- **QUOTED TEXT**
On houses, citizens and proper persons: politics and everyday life in past and present Azerbaijan  
Sascha Roth (Max Planck Institute for Social Anthropology)

Paper short abstract:

This paper investigates the impacts of the Soviet housing regime on contemporary constructions of national values, morality and ‘leading a good life’ in urban Azerbaijan. It argues for the crucial albeit neglected role of urban housing in understanding state politics and citizens’ everyday life.

Paper long abstract:

The aim of this paper is to demonstrate the heuristic value of the house and the relevance of anthropological theory in the context of urban post-/Soviet societies, politics and economies. By drawing on ethnographic and archival data from urban Baku in Azerbaijan, I argue that the house constitutes a central category for the analysis of transformation processes in people's everyday life and state politics. In contemporary and Soviet Azerbaijan, the house can be understood as a 'total social fact' that is of equally crucial importance for citizens' and the state's vision of a proper person and citizen. For Azerbaijanis, the house embodies 'traditional' socio-cultural values and is strongly connected to issues like marriage, family and patrilineal continuity. Furthermore, houses have regained significance for economic prosperity and objectify social status. Generally, having private residential property is seen today as a prerequisite for marriage and has become the basic resource for the reproduction of social and moral values. However, instead of a one-sided, ahistorical cultural interpretation of houses' contemporary importance, my historically-informed ethnography points to the prevalent impact of the Soviet housing regime. In that context, specific registration and mass housing policies made housing the legal basis for all kinds of citizenship and social entitlements. Housing became the main criteria for citizens being recognized as proper persons. I ask, therefore, in how far the Soviet state itself can be understood as a "government of the house" and how it influenced the role of housing in the postsocialist era.

- **GIVEN RECORDS**
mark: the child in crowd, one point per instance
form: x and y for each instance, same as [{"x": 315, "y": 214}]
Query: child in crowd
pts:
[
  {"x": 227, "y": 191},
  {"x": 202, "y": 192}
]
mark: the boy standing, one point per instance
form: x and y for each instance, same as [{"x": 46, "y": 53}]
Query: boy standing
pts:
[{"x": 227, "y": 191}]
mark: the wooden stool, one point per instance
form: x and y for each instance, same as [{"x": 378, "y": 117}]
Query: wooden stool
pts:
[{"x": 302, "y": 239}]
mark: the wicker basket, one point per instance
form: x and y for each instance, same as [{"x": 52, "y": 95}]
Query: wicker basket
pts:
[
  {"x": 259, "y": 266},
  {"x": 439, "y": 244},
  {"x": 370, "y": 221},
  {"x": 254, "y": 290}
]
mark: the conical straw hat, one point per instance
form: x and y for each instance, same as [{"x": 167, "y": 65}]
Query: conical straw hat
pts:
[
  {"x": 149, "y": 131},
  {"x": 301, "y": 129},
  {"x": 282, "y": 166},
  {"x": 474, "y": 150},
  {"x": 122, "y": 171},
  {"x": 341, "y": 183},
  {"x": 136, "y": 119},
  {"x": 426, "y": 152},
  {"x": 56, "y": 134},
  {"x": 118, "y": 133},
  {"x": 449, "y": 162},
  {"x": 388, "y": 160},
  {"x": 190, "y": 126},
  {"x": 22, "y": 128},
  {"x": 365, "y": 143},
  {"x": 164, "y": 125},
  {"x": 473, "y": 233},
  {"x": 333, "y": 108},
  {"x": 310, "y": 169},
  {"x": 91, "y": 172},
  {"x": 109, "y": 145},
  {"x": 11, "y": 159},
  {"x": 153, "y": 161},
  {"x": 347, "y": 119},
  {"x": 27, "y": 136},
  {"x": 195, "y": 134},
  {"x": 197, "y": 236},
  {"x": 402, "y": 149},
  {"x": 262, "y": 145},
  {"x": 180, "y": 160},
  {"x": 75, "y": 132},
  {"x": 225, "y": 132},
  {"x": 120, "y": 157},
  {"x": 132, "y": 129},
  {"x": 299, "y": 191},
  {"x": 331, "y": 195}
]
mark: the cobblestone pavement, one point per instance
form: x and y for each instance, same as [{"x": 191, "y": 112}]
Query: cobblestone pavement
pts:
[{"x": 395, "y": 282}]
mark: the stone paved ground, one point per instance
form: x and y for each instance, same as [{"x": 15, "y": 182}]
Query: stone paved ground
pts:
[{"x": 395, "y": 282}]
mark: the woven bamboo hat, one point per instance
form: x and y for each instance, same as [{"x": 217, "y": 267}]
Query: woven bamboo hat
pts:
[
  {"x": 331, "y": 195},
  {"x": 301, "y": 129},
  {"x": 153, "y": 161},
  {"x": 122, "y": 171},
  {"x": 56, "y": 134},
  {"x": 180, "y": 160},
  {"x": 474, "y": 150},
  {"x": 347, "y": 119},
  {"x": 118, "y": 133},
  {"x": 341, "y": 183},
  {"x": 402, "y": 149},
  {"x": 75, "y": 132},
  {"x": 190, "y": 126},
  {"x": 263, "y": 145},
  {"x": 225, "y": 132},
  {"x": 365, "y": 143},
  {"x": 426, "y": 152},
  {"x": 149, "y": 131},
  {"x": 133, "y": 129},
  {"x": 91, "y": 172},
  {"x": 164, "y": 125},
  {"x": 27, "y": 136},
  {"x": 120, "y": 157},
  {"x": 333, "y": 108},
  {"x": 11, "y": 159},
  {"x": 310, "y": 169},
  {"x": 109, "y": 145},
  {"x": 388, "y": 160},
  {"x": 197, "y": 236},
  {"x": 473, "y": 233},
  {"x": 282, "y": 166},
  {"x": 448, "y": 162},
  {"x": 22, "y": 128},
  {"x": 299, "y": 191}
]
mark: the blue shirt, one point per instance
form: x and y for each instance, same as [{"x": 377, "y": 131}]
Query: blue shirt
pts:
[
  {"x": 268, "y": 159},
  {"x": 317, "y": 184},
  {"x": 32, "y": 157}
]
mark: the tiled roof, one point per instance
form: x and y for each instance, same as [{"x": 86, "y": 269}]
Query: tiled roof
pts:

- **CHALLENGES**
(A) Quote the passage of the Azerbaijan housing abstract between "This paper investigates" and "citizens’ everyday life.", inclusive.
(B) Print the lines of the records from the one containing "mark: the tiled roof, one point per instance" through the end of the records, inclusive.

- **RESULTS BY TASK**
(A)
This paper investigates the impacts of the Soviet housing regime on contemporary constructions of national values, morality and ‘leading a good life’ in urban Azerbaijan. It argues for the crucial albeit neglected role of urban housing in understanding state politics and citizens’ everyday life.

(B)
mark: the tiled roof, one point per instance
form: x and y for each instance, same as [{"x": 86, "y": 269}]
Query: tiled roof
pts:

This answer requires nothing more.